>> Begin Text

- Interactive map of boundaries as of the 2024 election
- Territory: Northern Territory
- Created: 2001
- MP: Dheran Young
- Party: Labor Party
- Namesake: Daly River
- Electors: 6,361 (2026)
- Area: 77,395 km^{2} (29,882.4 sq mi)
- Demographic: Remote
Electorates around Daly:
| Timor Sea | Goyder | Arafura |
| Timor Sea | Daly | Katherine Arnhem |
| Gwoja | Gwoja | Barkly |

= Electoral division of Daly =

Daly is an electoral division of the Legislative Assembly in Australia's Northern Territory. It was created in 2001, and takes its name from the Daly River region which lies at the heart of the electorate. Daly covers some 77,395 km², encompassing the towns of Adelaide River, Acacia Hills, Batchelor, Dundee Beach, Nauiyu Nambiyu, Pine Creek, Timber Creek and Wadeye. There were 6,361 people enrolled in the electorate as of July 2026.

>> End Text
>> Begin Excerpted records

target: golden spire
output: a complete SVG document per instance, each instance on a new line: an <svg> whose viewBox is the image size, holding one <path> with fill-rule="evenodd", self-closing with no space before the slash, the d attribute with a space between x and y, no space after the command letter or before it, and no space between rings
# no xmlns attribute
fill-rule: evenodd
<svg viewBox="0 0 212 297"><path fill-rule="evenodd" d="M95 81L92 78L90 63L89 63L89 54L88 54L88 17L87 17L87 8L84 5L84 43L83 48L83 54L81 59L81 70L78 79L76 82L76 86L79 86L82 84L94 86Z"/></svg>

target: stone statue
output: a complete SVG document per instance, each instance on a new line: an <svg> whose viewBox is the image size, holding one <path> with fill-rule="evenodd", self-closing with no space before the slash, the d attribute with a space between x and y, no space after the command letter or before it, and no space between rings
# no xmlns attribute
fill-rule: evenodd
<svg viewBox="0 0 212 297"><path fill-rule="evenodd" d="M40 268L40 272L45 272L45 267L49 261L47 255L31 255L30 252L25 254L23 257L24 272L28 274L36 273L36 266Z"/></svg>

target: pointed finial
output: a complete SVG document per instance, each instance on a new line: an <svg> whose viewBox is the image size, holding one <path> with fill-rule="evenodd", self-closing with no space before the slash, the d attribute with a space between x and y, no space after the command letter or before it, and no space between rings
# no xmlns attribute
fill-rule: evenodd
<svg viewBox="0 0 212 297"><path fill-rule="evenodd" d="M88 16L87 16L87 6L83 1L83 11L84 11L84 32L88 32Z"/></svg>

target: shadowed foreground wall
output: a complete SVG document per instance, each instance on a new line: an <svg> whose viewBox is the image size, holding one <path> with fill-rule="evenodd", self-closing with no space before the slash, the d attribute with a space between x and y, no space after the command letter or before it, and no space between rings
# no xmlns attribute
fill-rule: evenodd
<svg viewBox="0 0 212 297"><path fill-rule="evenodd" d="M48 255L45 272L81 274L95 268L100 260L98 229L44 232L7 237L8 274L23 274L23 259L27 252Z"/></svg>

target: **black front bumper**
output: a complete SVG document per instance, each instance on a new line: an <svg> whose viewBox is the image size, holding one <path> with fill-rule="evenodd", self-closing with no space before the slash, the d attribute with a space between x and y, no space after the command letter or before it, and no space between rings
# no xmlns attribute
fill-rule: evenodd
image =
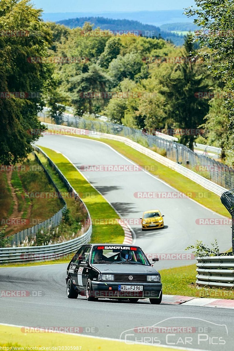
<svg viewBox="0 0 234 351"><path fill-rule="evenodd" d="M160 297L162 289L161 283L132 283L109 281L106 282L92 282L93 291L91 292L95 297L137 298L159 298ZM142 291L118 290L118 286L142 285Z"/></svg>

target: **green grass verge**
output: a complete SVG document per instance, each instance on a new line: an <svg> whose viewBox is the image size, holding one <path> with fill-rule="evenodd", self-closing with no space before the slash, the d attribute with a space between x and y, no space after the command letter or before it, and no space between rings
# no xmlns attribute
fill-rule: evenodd
<svg viewBox="0 0 234 351"><path fill-rule="evenodd" d="M89 140L93 140L94 139L93 137L85 135L74 135L74 136ZM97 140L110 145L120 153L142 167L146 166L149 167L152 166L152 169L154 170L149 170L149 171L151 173L176 189L179 191L184 193L192 192L196 194L199 193L201 196L203 196L204 197L199 198L196 197L195 195L194 197L192 198L193 200L214 212L229 218L231 218L230 213L222 204L220 197L212 192L207 190L199 184L169 167L157 162L130 146L125 145L123 143L99 138Z"/></svg>
<svg viewBox="0 0 234 351"><path fill-rule="evenodd" d="M24 333L21 328L17 327L8 326L0 325L0 346L8 351L19 350L17 347L34 347L34 350L40 350L40 347L48 347L48 350L72 349L81 351L173 351L175 349L161 347L160 346L143 345L127 345L124 342L116 340L107 340L101 338L86 337L79 335L68 335L60 333L46 333L35 334L35 333ZM70 349L68 347L70 346ZM66 347L67 348L65 348ZM8 347L9 348L6 348ZM35 348L37 347L38 348ZM30 349L25 349L30 350ZM42 349L44 350L44 349ZM22 349L21 349L22 350ZM31 350L32 350L32 348ZM185 349L186 351L186 349Z"/></svg>
<svg viewBox="0 0 234 351"><path fill-rule="evenodd" d="M46 147L41 148L55 163L85 203L91 218L95 219L119 218L106 200L61 153ZM93 225L91 241L94 243L122 243L124 238L123 229L118 224Z"/></svg>
<svg viewBox="0 0 234 351"><path fill-rule="evenodd" d="M0 225L2 218L9 217L12 214L14 204L6 172L0 172Z"/></svg>
<svg viewBox="0 0 234 351"><path fill-rule="evenodd" d="M156 265L155 267L156 268ZM196 265L160 271L163 293L214 299L234 299L234 290L201 287L196 285Z"/></svg>

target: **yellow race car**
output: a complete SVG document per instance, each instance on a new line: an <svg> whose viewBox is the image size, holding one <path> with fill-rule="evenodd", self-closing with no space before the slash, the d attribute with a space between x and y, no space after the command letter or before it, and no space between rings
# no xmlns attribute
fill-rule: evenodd
<svg viewBox="0 0 234 351"><path fill-rule="evenodd" d="M162 216L159 210L145 211L142 217L140 217L141 219L142 230L164 228L164 223L162 218L164 217L164 215Z"/></svg>

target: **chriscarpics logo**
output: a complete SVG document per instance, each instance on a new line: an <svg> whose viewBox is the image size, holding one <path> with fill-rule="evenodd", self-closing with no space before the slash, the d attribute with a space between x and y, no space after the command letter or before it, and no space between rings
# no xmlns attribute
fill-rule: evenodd
<svg viewBox="0 0 234 351"><path fill-rule="evenodd" d="M232 338L232 333L230 335ZM225 324L193 317L172 317L153 325L136 325L123 331L120 339L128 345L143 344L185 350L226 351L228 349L228 338Z"/></svg>

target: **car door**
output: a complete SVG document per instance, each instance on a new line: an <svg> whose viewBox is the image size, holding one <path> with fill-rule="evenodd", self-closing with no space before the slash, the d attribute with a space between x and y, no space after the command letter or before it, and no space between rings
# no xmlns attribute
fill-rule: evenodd
<svg viewBox="0 0 234 351"><path fill-rule="evenodd" d="M79 256L82 256L86 247L86 245L82 245L80 248L73 258L69 267L68 273L72 278L72 283L75 285L78 285L77 273L79 262L80 261L80 260L79 260Z"/></svg>
<svg viewBox="0 0 234 351"><path fill-rule="evenodd" d="M91 246L88 245L86 246L82 254L84 258L79 263L77 272L79 290L84 291L86 289L87 279L91 269L89 264L91 249Z"/></svg>

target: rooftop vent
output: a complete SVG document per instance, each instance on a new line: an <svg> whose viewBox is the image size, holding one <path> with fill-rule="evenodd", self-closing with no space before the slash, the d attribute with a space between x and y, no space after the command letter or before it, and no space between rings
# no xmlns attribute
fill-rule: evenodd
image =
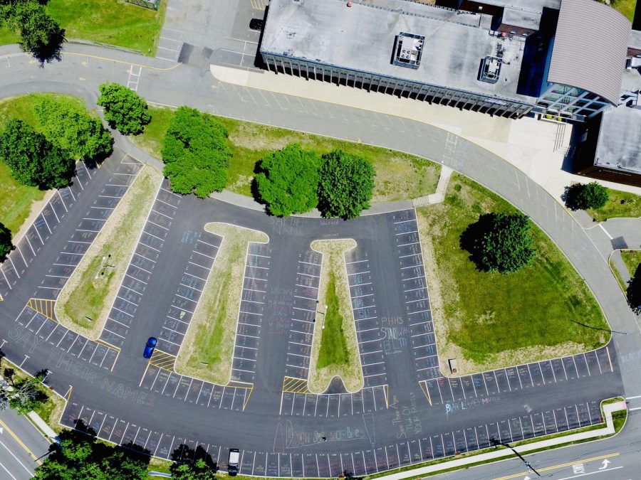
<svg viewBox="0 0 641 480"><path fill-rule="evenodd" d="M501 59L498 57L486 57L481 63L479 80L488 83L496 83L501 74Z"/></svg>
<svg viewBox="0 0 641 480"><path fill-rule="evenodd" d="M396 36L394 43L394 56L392 63L399 67L407 68L419 68L421 64L421 54L423 52L422 35L401 32Z"/></svg>

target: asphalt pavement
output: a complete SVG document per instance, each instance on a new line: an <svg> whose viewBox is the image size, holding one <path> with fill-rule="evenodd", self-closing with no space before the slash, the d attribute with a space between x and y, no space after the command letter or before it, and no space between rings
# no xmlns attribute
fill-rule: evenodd
<svg viewBox="0 0 641 480"><path fill-rule="evenodd" d="M0 478L31 479L50 445L26 417L10 410L0 412Z"/></svg>
<svg viewBox="0 0 641 480"><path fill-rule="evenodd" d="M94 107L100 83L135 81L132 87L157 103L186 104L235 118L377 144L448 165L529 215L592 288L613 329L622 333L614 335L607 348L585 356L449 380L440 375L434 356L413 210L335 223L323 219L274 219L213 199L197 201L184 197L179 205L162 196L157 197L160 203L171 204L167 208L172 210L160 213L171 218L172 224L164 223L163 215L158 215L152 221L167 230L154 227L144 240L141 238L145 251L140 253L147 260L130 265L138 270L132 275L136 283L127 285L136 297L123 295L125 300L120 310L129 315L115 319L125 324L125 329L103 338L105 342L100 344L63 331L56 337L57 343L52 343L60 327L48 316L46 304L38 304L34 309L28 304L29 299L55 298L65 280L41 282L56 278L48 275L57 267L54 264L61 263L61 255L66 255L68 268L77 265L66 260L73 253L81 256L82 245L87 244L75 243L80 247L73 247L71 252L70 242L90 241L73 236L79 235L75 225L92 218L84 214L93 201L103 201L98 191L112 183L108 174L123 168L112 159L97 171L97 178L78 201L71 207L66 203L68 211L64 213L66 218L58 218L60 226L51 228L44 221L51 220L49 215L34 224L32 240L37 233L41 237L47 233L41 242L41 251L34 248L33 262L26 260L24 267L16 265L13 261L18 257L12 254L11 268L6 262L3 265L10 277L2 290L5 302L0 305L0 321L9 332L3 351L30 371L49 368L53 373L48 383L62 395L73 387L63 423L74 425L80 420L103 438L135 443L165 457L171 457L181 444L202 446L223 469L227 449L239 447L243 474L362 475L474 450L488 444L493 437L516 441L593 425L600 420L600 400L623 393L630 397L641 395L637 375L641 336L604 260L608 245L613 247L609 237L621 237L632 245L637 242L640 230L634 220L608 222L586 232L522 172L452 134L405 119L217 82L204 68L209 61L205 48L213 50L231 41L229 37L239 34L239 26L248 14L239 10L241 16L233 16L233 21L229 21L231 9L224 9L218 18L212 15L220 8L216 4L207 10L207 27L202 22L194 27L197 33L189 40L193 48L184 50L186 61L179 65L96 47L68 46L60 63L41 68L14 48L0 48L0 63L11 72L0 79L0 91L2 96L63 92L78 95ZM204 34L209 29L215 31L211 36ZM125 152L140 154L119 137L117 145ZM51 208L59 212L60 206L56 203ZM110 208L106 203L98 206ZM241 362L236 363L238 383L224 386L172 373L159 365L150 366L139 356L150 331L164 332L159 336L170 356L175 353L170 346L179 346L184 330L179 321L189 321L187 310L194 303L190 301L197 299L197 290L192 287L200 284L185 280L193 279L190 275L197 277L196 282L199 277L205 278L201 275L211 265L194 261L194 255L215 257L218 245L202 236L207 221L247 226L270 238L266 250L254 252L255 259L267 259L265 263L254 263L249 256L246 259L244 284L249 291L261 291L258 293L264 295L246 300L267 306L246 314L243 324L247 326L242 332L246 343L236 351ZM363 323L358 335L366 388L353 394L339 390L310 395L305 390L306 356L311 345L309 323L316 316L311 305L318 261L311 255L309 243L317 238L345 237L355 238L358 244L346 260L350 262L348 273L354 277L350 291L355 318ZM211 244L212 250L197 252L198 240ZM21 252L24 250L26 247ZM151 252L157 257L150 256ZM190 262L197 265L192 269ZM39 295L45 290L51 294ZM127 300L136 304L135 309L125 306L132 304ZM185 316L181 318L180 311ZM43 331L51 336L43 337ZM249 343L254 337L259 345ZM252 348L256 353L249 356L245 352ZM103 353L103 360L96 361L95 356ZM287 383L288 377L303 381ZM625 437L620 434L618 438ZM540 454L544 455L540 458L553 462L554 454ZM474 478L490 476L484 474Z"/></svg>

>> End Excerpted records

What to do:
A - According to the text on the Daly electorate, which party does the MP Dheran Young represent?
B - Extend the text on the Daly electorate, starting after its last sentence.
The data is not required for either task.

Written responses:
A - Dheran Young represents the Labor Party.

B -
==History==
Daly is a relatively new electorate in the Northern Territory, having only been created in 2001. It replaced Victoria River, one of the Territory's original seats and best known as the seat of the Territory's first head of government, Goff Letts. It had been abolished when its namesake was moved out of the electorate by a redistribution. While Victoria River had been held by the Labor Party in the past, Daly appeared on paper to be a safe seat for the Country Liberal Party, having been held easily by then-member Tim Baldwin. However, he retired at the 2005 election. While the CLP candidate, Debbi Aloisi, was widely predicted to succeed him, she was ultimately defeated by Labor challenger Rob Knight, who had lost badly to Baldwin in 2001. In the lead-up to the election, there had been almost no suggestion that Knight had any chance of defeating Aloisi. However, on election night the CLP primary vote almost halved, and Knight won on a two-party swing of 24.6 percent—almost unheard of in Australian politics—and turned Daly from a safe CLP seat into a safe Labor seat in one stroke. Knight actually took the seat without the need for preferences. He was re-elected in 2008, but was defeated by CLP candidate Gary Higgins in 2012.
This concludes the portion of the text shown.